▸ Goal
Reproduce, without alteration, the lines of the material below from the line containing "green tree -> outline each instance" up to and including the line containing "418 211 L 424".

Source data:
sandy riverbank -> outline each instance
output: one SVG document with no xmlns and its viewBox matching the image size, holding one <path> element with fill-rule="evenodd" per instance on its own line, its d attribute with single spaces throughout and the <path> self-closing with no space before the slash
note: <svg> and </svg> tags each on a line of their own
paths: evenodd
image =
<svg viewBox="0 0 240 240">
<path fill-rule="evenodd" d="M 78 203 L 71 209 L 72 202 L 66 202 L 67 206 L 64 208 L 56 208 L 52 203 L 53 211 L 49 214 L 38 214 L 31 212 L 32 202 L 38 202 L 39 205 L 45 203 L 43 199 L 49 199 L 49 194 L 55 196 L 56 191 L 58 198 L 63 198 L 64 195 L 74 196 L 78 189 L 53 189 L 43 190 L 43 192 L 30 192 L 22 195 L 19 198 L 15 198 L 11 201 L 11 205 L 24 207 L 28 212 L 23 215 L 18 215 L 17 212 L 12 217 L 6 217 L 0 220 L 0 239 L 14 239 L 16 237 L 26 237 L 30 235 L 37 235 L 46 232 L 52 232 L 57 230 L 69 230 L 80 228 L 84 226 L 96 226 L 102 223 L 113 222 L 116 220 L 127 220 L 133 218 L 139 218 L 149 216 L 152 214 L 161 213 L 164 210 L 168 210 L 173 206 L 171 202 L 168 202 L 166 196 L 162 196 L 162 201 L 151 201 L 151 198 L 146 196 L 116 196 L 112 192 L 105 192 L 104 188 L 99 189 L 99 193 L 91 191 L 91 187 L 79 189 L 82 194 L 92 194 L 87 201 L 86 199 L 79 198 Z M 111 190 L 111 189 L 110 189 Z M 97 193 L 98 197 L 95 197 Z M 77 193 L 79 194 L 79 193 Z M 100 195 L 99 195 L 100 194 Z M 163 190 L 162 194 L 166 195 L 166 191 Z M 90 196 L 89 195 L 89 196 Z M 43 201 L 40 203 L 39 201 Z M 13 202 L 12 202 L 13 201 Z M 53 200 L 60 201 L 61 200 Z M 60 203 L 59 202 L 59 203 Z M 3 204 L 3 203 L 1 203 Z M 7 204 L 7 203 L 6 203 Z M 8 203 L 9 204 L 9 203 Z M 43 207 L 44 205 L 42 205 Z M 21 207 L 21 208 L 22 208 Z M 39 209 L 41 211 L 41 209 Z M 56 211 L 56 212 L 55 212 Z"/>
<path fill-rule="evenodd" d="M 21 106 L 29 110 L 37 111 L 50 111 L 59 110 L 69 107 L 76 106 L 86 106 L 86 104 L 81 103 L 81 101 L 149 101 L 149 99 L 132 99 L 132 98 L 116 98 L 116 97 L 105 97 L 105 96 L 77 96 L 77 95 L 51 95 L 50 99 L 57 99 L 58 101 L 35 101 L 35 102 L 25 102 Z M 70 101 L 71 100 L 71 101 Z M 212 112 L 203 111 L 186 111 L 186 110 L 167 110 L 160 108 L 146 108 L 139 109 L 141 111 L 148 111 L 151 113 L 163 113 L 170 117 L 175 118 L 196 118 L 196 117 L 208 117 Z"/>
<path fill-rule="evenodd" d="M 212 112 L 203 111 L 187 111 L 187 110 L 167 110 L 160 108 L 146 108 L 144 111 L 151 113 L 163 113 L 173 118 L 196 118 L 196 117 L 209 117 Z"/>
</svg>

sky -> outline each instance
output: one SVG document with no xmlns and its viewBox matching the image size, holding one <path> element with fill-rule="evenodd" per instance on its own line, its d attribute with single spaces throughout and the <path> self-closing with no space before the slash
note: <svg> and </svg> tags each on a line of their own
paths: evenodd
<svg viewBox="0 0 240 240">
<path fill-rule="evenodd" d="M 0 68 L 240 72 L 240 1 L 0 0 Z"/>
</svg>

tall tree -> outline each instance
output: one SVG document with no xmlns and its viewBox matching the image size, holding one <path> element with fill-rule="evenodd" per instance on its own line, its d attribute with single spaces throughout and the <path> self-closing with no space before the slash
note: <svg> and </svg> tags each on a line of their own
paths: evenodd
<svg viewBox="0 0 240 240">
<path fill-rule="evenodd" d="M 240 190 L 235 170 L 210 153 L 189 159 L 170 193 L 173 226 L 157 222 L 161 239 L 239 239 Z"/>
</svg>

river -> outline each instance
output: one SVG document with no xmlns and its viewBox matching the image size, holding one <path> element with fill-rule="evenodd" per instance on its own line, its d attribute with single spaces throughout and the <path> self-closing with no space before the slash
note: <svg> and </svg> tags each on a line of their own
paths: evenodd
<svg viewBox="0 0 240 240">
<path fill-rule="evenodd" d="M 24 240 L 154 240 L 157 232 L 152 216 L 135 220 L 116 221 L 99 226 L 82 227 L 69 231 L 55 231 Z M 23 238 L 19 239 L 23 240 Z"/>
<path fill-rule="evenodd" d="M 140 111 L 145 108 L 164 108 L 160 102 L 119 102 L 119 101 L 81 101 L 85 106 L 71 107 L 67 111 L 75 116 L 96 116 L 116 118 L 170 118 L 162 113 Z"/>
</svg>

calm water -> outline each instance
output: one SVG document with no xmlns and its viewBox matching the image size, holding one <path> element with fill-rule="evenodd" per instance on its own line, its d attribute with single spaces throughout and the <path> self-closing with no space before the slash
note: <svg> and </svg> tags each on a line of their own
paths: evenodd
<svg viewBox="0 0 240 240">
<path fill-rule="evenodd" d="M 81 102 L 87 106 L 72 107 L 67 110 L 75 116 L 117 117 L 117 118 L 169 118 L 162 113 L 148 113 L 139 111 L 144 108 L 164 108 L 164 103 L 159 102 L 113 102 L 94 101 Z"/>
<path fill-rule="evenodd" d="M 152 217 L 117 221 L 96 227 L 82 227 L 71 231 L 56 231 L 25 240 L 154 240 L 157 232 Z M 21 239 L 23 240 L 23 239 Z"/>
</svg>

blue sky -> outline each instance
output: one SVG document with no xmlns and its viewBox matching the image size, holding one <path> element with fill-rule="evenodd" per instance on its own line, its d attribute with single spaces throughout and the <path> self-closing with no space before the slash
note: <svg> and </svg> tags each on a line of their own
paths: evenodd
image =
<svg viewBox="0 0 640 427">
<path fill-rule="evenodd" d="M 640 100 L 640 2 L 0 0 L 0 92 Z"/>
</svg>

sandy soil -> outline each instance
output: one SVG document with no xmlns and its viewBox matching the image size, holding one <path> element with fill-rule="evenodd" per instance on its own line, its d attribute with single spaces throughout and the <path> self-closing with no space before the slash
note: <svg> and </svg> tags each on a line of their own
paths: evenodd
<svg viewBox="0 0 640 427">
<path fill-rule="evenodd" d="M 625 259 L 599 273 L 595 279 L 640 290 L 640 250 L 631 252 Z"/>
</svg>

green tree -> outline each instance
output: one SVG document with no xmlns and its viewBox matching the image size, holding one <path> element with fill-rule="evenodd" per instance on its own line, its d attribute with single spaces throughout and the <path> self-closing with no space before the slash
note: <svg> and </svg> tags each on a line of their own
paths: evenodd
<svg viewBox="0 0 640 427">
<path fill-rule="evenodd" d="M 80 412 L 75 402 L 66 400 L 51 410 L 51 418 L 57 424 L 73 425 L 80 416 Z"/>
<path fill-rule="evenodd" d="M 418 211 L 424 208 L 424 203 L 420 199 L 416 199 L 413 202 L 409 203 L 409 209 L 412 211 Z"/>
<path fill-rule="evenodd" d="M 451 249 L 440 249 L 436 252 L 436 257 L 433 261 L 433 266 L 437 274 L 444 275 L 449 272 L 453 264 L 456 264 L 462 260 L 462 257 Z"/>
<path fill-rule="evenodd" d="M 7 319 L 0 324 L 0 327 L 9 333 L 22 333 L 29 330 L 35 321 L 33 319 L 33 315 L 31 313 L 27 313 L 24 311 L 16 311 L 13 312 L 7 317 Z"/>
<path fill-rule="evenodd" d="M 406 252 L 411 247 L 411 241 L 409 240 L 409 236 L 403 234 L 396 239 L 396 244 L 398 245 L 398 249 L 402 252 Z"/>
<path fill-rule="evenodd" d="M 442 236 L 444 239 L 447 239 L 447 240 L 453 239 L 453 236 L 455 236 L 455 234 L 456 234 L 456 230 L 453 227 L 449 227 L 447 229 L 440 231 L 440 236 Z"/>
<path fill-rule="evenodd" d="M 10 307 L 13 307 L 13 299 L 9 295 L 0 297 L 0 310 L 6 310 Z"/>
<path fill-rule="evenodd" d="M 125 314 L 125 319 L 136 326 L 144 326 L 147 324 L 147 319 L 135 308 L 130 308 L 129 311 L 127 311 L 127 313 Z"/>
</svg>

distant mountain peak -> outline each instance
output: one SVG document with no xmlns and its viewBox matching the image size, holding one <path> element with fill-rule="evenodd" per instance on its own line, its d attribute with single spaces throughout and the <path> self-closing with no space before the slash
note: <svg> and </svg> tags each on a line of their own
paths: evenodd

▸ Expected output
green tree -> outline each instance
output: one SVG document with no xmlns and its viewBox matching the image size, holding one <path> element with fill-rule="evenodd" per instance on its own line, its d attribute with single spaces throughout and the <path> self-closing with no space before the slash
note: <svg> and </svg> tags each on a line of their own
paths: evenodd
<svg viewBox="0 0 640 427">
<path fill-rule="evenodd" d="M 80 412 L 75 402 L 66 400 L 51 410 L 51 418 L 57 424 L 73 425 L 80 416 Z"/>
<path fill-rule="evenodd" d="M 418 211 L 424 208 L 424 203 L 420 199 L 416 199 L 413 202 L 409 203 L 409 209 L 412 211 Z"/>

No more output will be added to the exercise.